* start Text block *
Real Madrid Reveal Gross Debt Is Up To €901 Million

Zinedine Zidane's side have huge financial debts, as revealed by the recent financial report, though they aren't as bad as Barcelona's.

Ryan Sidle

Ryan Sidle

Real Madrid's gross debt has risen to €901 million, in the club's latest figures, leaving them just behind rivals Barcelona in huge debt.

The past year will have affected all football clubs in terms of revenue, with no fans in the stands across Europe since March last year, and it's being shown in the lack of transfer activity in this window.

Even the biggest of clubs aren't immune to the problems and Real have announced some massive debts at their Annual General Meeting.

According to SPORT, Los Blancos revealed gross debt of €901 million, which isn't too far off Barcelona's €1.2 billion gross debt.

The Spanish champions have a net debt of €355 million and of that €114 million is attributed to the renovation of the Bernabeu, which has left them playing at the Estadio Alfredo Di Stefano at the moment.

The Bernabeu is in the middle of a huge renovation. Image: PA Images
The Bernabeu is in the middle of a huge renovation. Image: PA Images

Real do only have €203 million in short term debt, which is far less than their rivals, who currently owe €126 million to other clubs for other transfers alone, across 19 different clubs.
* end Text block *
● **Written tasks**:
1. Determine whether each of the following statements agrees with the article on Real Madrid's debt, answering yes or no and quoting the words of the article that decide it: (a) Real Madrid's gross debt has risen to €901 million. (b) Barcelona's gross debt is smaller than Real Madrid's. (c) €114 million of Real Madrid's net debt is attributed to the renovation of the Bernabeu.
2. Duplicate the passage of the article on Real Madrid's debt that opens with the words containing "The past year" and closes with "at the moment.".
Consult only the article on Real Madrid's debt.
* start Data records *
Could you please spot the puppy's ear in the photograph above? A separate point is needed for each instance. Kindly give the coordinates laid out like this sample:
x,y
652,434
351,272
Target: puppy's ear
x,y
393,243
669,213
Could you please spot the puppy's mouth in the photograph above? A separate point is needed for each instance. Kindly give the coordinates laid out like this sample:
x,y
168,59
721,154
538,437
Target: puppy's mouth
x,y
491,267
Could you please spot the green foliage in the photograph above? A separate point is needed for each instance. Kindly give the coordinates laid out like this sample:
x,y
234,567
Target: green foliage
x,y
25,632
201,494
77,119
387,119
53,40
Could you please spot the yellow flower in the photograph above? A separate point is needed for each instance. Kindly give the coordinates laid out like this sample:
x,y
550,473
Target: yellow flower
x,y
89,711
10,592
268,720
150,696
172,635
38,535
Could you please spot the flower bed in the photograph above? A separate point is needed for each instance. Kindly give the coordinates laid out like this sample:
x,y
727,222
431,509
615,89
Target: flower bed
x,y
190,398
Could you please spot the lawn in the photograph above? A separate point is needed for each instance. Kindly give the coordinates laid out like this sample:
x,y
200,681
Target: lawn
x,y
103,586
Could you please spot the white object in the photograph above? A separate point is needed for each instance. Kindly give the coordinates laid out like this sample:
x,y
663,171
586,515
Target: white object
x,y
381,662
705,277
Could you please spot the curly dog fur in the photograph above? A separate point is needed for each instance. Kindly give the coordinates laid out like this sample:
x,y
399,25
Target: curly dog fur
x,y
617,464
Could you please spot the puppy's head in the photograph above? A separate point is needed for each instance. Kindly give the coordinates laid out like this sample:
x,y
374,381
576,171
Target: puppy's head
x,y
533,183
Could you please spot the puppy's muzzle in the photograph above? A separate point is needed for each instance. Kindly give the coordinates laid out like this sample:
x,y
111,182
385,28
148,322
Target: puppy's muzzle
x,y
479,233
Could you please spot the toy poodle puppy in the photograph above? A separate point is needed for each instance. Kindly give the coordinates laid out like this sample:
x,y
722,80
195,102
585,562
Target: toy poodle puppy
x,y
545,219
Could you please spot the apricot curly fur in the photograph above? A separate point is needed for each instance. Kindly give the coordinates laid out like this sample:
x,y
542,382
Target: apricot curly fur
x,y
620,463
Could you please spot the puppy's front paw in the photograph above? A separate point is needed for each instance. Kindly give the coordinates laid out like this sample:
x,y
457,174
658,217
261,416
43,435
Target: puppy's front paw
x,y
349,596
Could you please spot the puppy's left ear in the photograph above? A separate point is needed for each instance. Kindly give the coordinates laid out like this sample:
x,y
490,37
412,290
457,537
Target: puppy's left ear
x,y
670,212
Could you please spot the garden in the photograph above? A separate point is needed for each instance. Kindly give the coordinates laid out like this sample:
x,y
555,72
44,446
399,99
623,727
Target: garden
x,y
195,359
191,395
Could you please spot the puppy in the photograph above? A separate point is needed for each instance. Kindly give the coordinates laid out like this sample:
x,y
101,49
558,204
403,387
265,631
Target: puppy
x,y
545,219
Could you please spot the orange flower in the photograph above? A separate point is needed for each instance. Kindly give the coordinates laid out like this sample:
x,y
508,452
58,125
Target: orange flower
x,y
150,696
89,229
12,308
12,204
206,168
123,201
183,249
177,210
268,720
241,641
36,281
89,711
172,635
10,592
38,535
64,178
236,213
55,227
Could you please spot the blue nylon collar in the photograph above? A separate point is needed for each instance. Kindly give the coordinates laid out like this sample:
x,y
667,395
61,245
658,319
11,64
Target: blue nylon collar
* end Data records *
● **Task responses**:
1.
(a) Yes: "Real Madrid's gross debt has risen to €901 million"
(b) No: "which isn't too far off Barcelona's €1.2 billion gross debt"
(c) Yes: "of that €114 million is attributed to the renovation of the Bernabeu"

2.
The past year will have affected all football clubs in terms of revenue, with no fans in the stands across Europe since March last year, and it's being shown in the lack of transfer activity in this window.

Even the biggest of clubs aren't immune to the problems and Real have announced some massive debts at their Annual General Meeting.

According to SPORT, Los Blancos revealed gross debt of €901 million, which isn't too far off Barcelona's €1.2 billion gross debt.

The Spanish champions have a net debt of €355 million and of that €114 million is attributed to the renovation of the Bernabeu, which has left them playing at the Estadio Alfredo Di Stefano at the moment.